▽

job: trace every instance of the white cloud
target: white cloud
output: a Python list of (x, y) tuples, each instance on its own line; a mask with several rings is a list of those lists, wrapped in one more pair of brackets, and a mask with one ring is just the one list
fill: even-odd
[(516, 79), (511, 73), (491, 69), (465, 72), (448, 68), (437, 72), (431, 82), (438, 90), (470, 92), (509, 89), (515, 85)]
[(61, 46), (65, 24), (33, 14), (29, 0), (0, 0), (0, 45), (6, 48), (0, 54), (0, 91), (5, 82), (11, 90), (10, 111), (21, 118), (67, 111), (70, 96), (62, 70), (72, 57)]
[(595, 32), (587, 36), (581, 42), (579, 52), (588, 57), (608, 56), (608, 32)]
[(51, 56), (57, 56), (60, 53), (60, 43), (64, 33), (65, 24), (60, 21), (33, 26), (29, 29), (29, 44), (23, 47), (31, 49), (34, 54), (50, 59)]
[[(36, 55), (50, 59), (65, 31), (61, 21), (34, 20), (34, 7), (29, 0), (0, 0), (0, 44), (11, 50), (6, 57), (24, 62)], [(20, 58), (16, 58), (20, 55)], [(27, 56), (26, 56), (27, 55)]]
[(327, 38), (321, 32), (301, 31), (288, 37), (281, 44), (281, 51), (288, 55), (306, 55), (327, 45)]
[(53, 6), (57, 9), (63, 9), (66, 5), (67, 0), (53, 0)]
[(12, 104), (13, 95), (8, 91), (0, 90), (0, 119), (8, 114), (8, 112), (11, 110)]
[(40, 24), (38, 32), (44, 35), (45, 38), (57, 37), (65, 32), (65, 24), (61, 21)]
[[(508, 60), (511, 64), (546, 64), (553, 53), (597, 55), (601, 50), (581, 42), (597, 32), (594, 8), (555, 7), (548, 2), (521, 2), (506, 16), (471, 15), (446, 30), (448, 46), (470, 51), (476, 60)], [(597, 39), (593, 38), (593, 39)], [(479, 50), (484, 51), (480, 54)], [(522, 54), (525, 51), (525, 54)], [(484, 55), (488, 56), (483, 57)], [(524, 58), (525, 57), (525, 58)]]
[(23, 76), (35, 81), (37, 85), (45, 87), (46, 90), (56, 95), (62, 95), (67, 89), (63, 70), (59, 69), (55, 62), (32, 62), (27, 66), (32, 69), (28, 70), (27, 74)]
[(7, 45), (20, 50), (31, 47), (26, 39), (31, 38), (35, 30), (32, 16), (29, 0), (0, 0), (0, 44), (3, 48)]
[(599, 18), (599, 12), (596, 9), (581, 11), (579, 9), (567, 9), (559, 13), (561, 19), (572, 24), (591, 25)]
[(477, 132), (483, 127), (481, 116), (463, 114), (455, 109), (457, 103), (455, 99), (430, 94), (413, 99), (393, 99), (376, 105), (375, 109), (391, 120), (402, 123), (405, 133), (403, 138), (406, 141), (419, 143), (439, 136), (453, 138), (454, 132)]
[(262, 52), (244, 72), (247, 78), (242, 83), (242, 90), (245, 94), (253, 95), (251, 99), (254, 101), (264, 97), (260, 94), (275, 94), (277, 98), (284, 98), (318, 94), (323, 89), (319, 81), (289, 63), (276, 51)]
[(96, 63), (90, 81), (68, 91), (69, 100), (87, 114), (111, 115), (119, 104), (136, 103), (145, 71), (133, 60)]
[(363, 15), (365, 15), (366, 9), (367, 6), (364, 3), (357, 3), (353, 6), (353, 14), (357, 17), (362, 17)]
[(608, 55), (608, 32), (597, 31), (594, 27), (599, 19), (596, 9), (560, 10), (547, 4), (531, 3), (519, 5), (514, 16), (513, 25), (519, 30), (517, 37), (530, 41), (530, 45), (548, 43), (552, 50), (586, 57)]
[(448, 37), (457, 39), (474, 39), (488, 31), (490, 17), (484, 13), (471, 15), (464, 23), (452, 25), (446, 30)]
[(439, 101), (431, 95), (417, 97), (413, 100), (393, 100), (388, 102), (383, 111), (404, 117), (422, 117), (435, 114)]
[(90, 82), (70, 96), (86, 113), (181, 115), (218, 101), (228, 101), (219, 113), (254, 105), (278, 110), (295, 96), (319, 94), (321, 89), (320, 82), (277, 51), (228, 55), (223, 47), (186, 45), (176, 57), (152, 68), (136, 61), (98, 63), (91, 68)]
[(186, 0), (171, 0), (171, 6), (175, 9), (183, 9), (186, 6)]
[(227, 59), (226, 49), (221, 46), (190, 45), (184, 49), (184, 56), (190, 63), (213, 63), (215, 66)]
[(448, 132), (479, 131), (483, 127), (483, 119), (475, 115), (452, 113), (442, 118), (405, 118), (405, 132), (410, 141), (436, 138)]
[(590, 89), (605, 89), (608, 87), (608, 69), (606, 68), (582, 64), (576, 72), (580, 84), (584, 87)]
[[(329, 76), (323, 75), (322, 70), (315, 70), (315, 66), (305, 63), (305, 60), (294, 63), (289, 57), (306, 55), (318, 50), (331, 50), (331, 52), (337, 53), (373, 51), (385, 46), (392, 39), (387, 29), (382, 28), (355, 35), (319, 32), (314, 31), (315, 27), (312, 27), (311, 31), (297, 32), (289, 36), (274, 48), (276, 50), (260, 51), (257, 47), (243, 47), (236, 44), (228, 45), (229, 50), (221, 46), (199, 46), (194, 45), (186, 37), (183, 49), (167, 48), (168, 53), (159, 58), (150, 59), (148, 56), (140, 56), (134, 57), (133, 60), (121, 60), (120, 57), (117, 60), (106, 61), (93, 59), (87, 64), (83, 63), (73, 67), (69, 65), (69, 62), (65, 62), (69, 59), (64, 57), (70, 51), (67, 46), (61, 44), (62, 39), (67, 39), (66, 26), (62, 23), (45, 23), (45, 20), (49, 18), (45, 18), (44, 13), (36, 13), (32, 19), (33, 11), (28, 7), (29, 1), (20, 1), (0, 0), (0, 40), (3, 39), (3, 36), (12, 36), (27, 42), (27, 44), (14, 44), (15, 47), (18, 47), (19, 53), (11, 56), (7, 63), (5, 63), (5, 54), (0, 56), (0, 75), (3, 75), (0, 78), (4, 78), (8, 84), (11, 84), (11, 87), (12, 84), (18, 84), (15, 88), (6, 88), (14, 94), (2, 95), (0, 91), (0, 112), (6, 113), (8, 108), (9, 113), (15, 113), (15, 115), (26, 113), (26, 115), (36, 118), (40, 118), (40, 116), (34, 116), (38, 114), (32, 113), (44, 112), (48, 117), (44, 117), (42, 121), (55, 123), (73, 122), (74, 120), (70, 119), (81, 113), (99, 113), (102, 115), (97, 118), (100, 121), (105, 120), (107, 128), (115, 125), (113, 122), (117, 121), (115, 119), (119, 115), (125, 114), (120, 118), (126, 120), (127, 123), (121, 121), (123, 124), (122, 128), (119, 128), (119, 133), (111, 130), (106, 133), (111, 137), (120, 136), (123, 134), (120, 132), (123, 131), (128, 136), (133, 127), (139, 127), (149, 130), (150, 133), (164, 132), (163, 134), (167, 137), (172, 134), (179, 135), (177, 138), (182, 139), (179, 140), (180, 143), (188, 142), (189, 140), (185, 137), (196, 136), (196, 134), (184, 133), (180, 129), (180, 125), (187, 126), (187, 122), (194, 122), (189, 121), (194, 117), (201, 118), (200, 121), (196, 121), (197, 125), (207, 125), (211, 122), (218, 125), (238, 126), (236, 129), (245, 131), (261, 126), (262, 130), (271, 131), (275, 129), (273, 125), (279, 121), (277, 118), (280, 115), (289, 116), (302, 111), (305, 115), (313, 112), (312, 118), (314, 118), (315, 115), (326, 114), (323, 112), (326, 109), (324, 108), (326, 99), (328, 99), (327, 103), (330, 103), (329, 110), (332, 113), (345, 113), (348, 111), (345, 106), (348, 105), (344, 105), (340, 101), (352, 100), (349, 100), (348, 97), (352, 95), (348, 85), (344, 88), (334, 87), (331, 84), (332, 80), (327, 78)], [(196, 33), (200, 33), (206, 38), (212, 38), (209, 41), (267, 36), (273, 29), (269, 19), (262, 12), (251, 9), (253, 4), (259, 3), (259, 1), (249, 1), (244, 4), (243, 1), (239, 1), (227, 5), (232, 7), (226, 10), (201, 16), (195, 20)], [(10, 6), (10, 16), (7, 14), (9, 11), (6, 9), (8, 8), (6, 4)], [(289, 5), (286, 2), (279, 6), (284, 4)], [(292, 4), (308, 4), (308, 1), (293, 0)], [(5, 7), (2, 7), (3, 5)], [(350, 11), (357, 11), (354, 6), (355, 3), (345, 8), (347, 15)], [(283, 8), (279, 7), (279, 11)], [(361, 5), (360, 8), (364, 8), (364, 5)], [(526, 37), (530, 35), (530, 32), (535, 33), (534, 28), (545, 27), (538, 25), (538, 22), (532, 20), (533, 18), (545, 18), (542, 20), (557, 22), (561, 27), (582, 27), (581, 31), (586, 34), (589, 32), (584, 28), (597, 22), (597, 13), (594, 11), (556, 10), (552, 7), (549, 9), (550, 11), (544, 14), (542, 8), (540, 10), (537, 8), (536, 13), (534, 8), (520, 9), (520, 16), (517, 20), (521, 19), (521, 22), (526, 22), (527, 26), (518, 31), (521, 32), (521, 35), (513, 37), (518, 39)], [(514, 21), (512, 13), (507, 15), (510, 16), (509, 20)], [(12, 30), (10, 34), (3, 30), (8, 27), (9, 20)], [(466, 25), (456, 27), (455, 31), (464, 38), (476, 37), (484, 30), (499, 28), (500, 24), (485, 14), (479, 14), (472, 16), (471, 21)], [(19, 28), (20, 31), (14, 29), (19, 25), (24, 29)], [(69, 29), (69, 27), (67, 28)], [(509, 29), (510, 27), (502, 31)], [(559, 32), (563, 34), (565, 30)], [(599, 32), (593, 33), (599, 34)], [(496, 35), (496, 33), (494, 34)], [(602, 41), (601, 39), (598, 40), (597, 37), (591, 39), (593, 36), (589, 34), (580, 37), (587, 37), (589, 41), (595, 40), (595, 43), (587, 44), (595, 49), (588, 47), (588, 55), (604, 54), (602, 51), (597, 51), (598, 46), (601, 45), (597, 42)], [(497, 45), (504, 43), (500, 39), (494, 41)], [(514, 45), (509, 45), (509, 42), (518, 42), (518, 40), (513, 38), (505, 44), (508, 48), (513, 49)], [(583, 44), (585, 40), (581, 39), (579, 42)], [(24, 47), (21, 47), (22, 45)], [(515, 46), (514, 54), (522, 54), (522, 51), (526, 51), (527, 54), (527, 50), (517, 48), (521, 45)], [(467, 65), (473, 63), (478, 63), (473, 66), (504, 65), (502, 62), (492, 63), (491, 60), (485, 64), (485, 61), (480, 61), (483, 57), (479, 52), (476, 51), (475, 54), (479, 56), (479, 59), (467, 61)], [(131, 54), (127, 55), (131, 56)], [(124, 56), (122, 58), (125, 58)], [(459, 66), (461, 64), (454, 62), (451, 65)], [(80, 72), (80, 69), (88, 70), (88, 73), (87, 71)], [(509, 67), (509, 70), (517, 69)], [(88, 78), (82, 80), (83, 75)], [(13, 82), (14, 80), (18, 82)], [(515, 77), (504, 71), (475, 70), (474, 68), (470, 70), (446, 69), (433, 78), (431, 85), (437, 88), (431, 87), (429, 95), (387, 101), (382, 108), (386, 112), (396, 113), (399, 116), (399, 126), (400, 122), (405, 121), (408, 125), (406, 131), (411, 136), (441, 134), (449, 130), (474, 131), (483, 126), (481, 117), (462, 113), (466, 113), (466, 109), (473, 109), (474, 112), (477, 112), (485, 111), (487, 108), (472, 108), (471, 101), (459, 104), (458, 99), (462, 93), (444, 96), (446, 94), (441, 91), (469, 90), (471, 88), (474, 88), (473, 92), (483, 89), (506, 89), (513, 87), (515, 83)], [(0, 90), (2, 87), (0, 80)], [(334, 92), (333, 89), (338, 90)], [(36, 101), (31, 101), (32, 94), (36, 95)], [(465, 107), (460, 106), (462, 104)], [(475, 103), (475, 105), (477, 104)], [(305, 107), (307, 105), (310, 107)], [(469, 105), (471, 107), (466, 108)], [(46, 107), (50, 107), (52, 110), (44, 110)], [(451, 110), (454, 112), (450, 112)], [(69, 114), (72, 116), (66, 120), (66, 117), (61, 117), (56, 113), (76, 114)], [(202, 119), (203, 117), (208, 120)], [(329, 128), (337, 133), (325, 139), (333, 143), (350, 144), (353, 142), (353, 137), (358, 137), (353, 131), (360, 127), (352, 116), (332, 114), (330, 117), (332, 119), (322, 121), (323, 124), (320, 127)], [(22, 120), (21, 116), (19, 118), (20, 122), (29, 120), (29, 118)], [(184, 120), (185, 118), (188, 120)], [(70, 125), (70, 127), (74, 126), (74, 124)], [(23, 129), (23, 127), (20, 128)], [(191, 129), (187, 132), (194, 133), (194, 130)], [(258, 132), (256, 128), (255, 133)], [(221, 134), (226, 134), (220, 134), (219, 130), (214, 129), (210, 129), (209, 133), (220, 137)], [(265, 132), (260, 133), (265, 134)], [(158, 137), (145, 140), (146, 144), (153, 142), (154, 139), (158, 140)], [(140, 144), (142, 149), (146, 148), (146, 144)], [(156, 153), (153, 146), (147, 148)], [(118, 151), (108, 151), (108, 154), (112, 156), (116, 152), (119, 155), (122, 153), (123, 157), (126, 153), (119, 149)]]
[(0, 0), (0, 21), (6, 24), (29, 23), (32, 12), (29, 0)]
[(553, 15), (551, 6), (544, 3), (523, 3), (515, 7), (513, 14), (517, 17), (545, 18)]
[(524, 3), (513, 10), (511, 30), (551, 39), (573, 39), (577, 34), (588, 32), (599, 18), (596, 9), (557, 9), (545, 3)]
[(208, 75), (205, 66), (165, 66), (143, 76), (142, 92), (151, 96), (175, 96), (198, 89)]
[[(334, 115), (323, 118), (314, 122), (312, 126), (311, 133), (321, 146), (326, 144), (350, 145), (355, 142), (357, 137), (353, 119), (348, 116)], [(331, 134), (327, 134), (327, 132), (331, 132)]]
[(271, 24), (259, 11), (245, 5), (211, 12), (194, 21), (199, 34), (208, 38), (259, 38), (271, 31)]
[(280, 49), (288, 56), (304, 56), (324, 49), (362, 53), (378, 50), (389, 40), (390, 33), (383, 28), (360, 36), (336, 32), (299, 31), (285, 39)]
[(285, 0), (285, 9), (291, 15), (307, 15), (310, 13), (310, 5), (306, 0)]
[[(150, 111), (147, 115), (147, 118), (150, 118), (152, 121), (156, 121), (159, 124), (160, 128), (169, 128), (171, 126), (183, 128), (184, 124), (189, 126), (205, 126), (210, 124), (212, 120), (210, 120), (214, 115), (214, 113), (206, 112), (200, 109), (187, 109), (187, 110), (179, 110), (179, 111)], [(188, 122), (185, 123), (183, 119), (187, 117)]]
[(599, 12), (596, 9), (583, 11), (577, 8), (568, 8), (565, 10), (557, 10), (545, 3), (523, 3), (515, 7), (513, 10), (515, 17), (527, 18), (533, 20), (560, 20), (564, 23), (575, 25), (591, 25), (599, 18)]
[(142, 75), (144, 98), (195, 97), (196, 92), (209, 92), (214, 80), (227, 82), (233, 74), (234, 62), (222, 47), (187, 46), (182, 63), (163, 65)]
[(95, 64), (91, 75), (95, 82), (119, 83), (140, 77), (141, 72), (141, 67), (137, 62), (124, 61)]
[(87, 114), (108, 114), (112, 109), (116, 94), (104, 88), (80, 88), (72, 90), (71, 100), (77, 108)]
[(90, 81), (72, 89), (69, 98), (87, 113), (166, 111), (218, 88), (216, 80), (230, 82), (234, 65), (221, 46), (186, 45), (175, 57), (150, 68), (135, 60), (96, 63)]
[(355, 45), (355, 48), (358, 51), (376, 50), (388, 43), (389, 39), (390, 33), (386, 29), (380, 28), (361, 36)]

△

**What to do**: In the listing above, find the line containing "target: white cloud" and the line containing "output: a Python", then repeat those two lines and everything between them exactly.

**Written reply**:
target: white cloud
output: a Python list of (x, y) tuples, each instance on its own line; a mask with several rings is a list of those lists, wrapped in one more pair of brackets, and a mask with one ring is just the one list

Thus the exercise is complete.